■ PASSAGE FOR REVIEW:
· · · ·

OH! I misspoke. One woman at my church replied, "I tried to get Dr. Bane, but I couldn't get onto his calendar. (Pause.) He's the best, you know."
Even other doctors praise his holy name, which is rare indeed. Last week my cardiologist broke into a broad smile when Bane's name came up. "You're in good hands," he reassured. Ironically, I have yet to meet him: we conversed briefly via Zoom many months ago, but due to COVID I will not meet the man in person who's going to cut into my flesh until I'm on the table preparing for the anesthesia. I'm in the hands of a near-total stranger. He is, quite literally, the Bane of my existence.
I am absolutely positive I am not the first one to come up with that.
• I know times change over the course of a decade, but I don't remember ever jumping through as many pre-surgical hoops as I have for this procedure. I have had a complete pre-op physical, new X-rays, bone density screening, blood pressure monitoring, a consultation with my cardiologist. Bathe with a special soap the night before and the day of surgery. Sleep on clean sheets. Stop taking vitamins and all supplements. And, of course, the obligatory COVID-19 test.

· · · ·

■ MATERIAL SHOWN:
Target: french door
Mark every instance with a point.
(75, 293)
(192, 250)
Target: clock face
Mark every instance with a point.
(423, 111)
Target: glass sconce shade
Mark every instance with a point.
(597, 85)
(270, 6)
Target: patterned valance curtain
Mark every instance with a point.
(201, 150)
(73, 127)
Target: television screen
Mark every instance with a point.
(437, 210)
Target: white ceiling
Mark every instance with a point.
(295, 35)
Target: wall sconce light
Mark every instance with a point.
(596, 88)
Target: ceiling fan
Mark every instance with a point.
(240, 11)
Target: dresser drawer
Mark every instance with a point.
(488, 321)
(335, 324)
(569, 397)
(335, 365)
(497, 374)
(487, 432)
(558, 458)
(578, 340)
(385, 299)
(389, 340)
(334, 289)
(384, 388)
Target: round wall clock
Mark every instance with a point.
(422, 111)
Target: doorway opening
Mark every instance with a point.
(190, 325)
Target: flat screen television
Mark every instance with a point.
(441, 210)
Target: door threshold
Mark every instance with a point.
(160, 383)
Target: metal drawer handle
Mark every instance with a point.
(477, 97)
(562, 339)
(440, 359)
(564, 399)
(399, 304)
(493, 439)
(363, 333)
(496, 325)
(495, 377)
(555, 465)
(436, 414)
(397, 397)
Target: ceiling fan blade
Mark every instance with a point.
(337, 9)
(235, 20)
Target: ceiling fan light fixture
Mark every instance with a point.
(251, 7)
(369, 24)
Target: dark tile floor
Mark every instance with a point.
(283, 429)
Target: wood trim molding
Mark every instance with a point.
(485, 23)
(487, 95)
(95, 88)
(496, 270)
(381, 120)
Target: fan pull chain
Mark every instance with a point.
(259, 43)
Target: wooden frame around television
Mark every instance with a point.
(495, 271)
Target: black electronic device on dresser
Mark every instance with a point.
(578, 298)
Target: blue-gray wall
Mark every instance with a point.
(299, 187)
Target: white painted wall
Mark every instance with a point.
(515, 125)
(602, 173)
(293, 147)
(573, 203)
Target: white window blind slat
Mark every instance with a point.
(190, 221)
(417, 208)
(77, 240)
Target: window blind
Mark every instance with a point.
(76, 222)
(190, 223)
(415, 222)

· · · ·

■ DIRECTIONS FOR THIS TASK:
Answer these questions on the passage about preparing for surgery:
1. How did the writer and Dr. Bane converse many months ago?
2. Which of the writer's doctors broke into a broad smile when Bane's name came up?
3. What did the writer have to stop taking before the procedure?
The data that comes after the text is separate material and has no connection to it.

■ REPLY TO THE TASK:
1. Briefly, via Zoom.
2. The writer's cardiologist.
3. Vitamins and all supplements.